# What you are asked to do:
Nothing but the records themselves, exactly as written and free of pictures, should appear in your response.

# Given entries:
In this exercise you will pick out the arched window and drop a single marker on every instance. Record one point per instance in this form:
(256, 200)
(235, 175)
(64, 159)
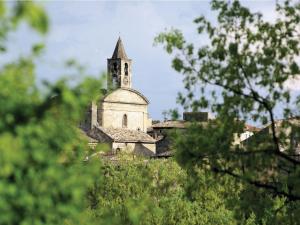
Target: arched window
(124, 121)
(126, 69)
(115, 67)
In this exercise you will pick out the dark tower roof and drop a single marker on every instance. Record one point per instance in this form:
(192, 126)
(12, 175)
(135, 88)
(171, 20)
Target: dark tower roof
(119, 52)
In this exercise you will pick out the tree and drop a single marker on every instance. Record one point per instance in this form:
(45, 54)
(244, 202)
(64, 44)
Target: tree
(247, 62)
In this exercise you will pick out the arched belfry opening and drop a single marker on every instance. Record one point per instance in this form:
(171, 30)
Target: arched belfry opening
(126, 69)
(124, 121)
(119, 68)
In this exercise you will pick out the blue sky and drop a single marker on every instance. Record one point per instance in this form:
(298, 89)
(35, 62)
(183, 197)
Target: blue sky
(88, 31)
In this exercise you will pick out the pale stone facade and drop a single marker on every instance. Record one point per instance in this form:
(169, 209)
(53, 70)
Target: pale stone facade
(121, 118)
(124, 103)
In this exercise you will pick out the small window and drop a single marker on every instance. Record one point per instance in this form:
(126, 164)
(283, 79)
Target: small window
(126, 69)
(124, 122)
(115, 65)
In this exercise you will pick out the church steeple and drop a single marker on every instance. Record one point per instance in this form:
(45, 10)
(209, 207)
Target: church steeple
(119, 52)
(119, 68)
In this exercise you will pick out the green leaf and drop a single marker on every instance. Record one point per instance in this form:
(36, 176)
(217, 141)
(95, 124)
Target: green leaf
(2, 8)
(38, 48)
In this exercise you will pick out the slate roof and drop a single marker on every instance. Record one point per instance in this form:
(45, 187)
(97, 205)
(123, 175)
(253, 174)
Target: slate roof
(126, 135)
(119, 52)
(87, 137)
(170, 124)
(251, 128)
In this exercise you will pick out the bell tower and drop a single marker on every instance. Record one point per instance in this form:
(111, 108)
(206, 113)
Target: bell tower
(119, 68)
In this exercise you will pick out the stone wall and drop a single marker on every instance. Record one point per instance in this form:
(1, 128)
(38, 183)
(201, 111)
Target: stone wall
(124, 102)
(146, 149)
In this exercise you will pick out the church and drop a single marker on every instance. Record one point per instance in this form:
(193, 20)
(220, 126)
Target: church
(120, 118)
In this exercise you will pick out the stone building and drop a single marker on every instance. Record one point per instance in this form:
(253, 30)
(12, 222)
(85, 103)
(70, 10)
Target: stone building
(287, 131)
(161, 131)
(120, 118)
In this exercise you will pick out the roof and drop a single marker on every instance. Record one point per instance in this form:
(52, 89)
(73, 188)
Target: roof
(119, 52)
(251, 128)
(126, 89)
(170, 124)
(166, 154)
(126, 135)
(86, 136)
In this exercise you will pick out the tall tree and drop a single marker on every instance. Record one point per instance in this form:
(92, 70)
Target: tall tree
(247, 61)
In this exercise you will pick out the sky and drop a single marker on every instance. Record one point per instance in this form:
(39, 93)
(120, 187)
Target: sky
(88, 32)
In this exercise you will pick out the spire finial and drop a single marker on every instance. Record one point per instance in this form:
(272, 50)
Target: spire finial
(119, 52)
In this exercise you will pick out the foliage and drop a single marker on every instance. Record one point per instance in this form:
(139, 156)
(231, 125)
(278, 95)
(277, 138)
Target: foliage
(43, 179)
(242, 73)
(153, 192)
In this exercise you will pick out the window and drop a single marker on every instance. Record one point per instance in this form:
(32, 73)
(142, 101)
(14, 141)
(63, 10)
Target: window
(124, 122)
(126, 69)
(115, 67)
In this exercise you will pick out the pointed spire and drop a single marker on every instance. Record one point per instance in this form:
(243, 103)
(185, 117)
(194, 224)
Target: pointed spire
(119, 52)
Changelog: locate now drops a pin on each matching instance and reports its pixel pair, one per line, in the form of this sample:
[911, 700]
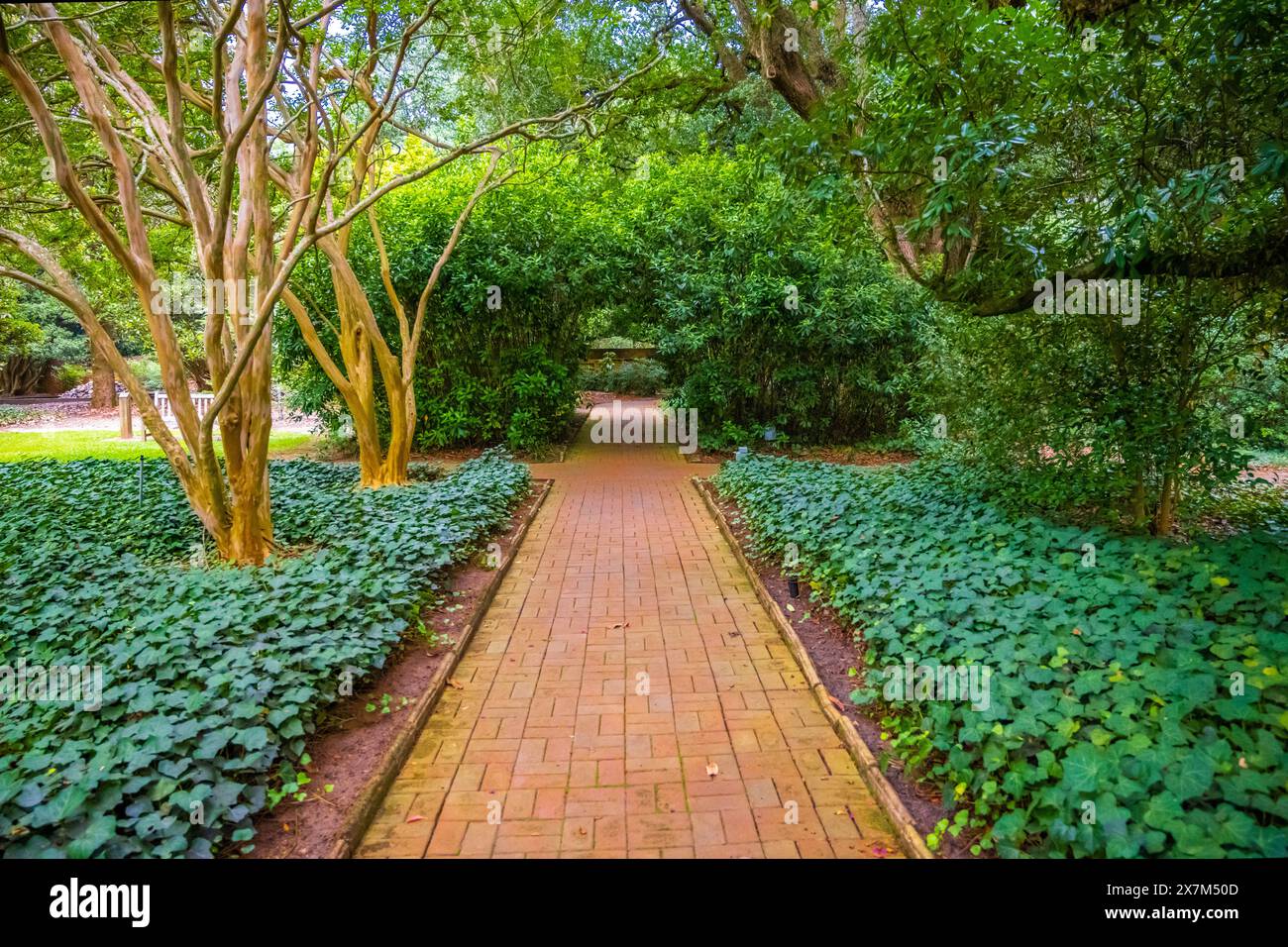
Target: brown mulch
[832, 455]
[832, 646]
[590, 399]
[352, 741]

# Answer area:
In this exercise you will pick out the arched window and drop a single marker on every instance. Record one point per instance in this form:
(256, 200)
(235, 175)
(64, 159)
Target: arched window
(124, 121)
(126, 69)
(115, 67)
In this exercise you will pick out the dark tower roof and drop a single marker on every instance. Record one point per instance in this form:
(192, 126)
(12, 175)
(135, 88)
(171, 20)
Target: dark tower roof
(119, 52)
In this exercise you will pick out the tree and drop a single marker on every instance. Record one point per instance in this form:
(45, 54)
(244, 202)
(64, 44)
Target: tree
(247, 62)
In this exercise you will pick out the arched belfry opening and drop a single marker on every instance. Record one point per instance in this form:
(171, 30)
Target: arched belfry opening
(126, 69)
(124, 121)
(119, 68)
In this exercise you will pick out the blue sky and drop a single marker on every instance. Record one point per instance in this form:
(298, 89)
(35, 62)
(183, 197)
Target: blue sky
(88, 31)
In this exercise you will pick out the pale stone facade and drop a single marker on every instance. Record one point per instance in this form:
(169, 209)
(53, 70)
Target: pale stone facade
(121, 118)
(124, 103)
In this exercise you will pick out the small window and drop a single marker on every instance. Record one point per instance in this form:
(126, 164)
(283, 79)
Target: small window
(126, 69)
(124, 122)
(115, 65)
In this exercise you will pick out the church steeple and drop a single marker on every instance. Record one point per instance in this form:
(45, 10)
(209, 207)
Target: church steeple
(119, 52)
(119, 68)
In this exercise you will pick out the green leaf and drop a single marker on every instance. Record one point per instance in this form:
(36, 176)
(217, 141)
(95, 124)
Target: green leaf
(2, 8)
(38, 48)
In this exercise you will pick out the slate roof and drop a single marker on every instance. Record one point per instance in this form:
(45, 187)
(97, 205)
(123, 175)
(253, 174)
Target: slate roof
(126, 135)
(119, 52)
(87, 137)
(170, 124)
(251, 128)
In this exercise you will pick out the bell tower and drop a single marker on every instance. Record one point per instance in this form:
(111, 108)
(206, 113)
Target: bell tower
(119, 68)
In this exercise you will pick out the stone wall and drop a single marker on every instance. Record one point per instance in this form:
(1, 128)
(38, 183)
(201, 111)
Target: stone wall
(124, 102)
(146, 149)
In this exercise you will pick out the church and drop a single marker on every instance. Record one point per instance in this form:
(193, 20)
(220, 126)
Target: church
(120, 118)
In this exercise you will pick out the stone building and drop a single marker on every instance. Record one point per instance in this form:
(253, 30)
(12, 222)
(85, 103)
(70, 10)
Target: stone building
(287, 131)
(161, 131)
(120, 118)
In this exercise you will pick out the roof and drop a single marker on every instance. Record one point per instance in this form:
(52, 89)
(73, 188)
Target: roof
(119, 52)
(251, 128)
(126, 89)
(170, 124)
(166, 154)
(126, 135)
(86, 136)
In this exercise you will pick out the tall tree and drop a single marker on every instance. Record one point per instance in this form:
(92, 70)
Target: tall tree
(247, 61)
In this exercise you will pick out the sky and drop a single marker on every instance. Record one point per instance in this form:
(39, 93)
(120, 187)
Target: sky
(88, 32)
In this exercise you will pick out the spire finial and drop a single marker on every instance. Record one point per instance in this form:
(272, 50)
Target: spire finial
(119, 52)
In this exercise you will pick out the foliage and drop a single marker on every instance. Record one point per instance in this form:
(139, 156)
(231, 125)
(278, 95)
(277, 138)
Target: foliage
(43, 179)
(242, 73)
(153, 192)
In this exercise you will pick out the window and drop a single marker on every instance. Record one point per instance in this form:
(32, 73)
(142, 101)
(14, 141)
(63, 10)
Target: window
(124, 122)
(126, 69)
(115, 67)
In this exercise you will pick out the pointed spire and drop a single marker on every instance. Record one point per instance in this form:
(243, 103)
(185, 117)
(194, 224)
Target: pointed spire
(119, 52)
Changelog: locate now drops a pin on each matching instance and reports its pixel pair, one per line, in the form of this sample:
[911, 700]
Target: brown mulch
[832, 455]
[832, 646]
[590, 399]
[352, 741]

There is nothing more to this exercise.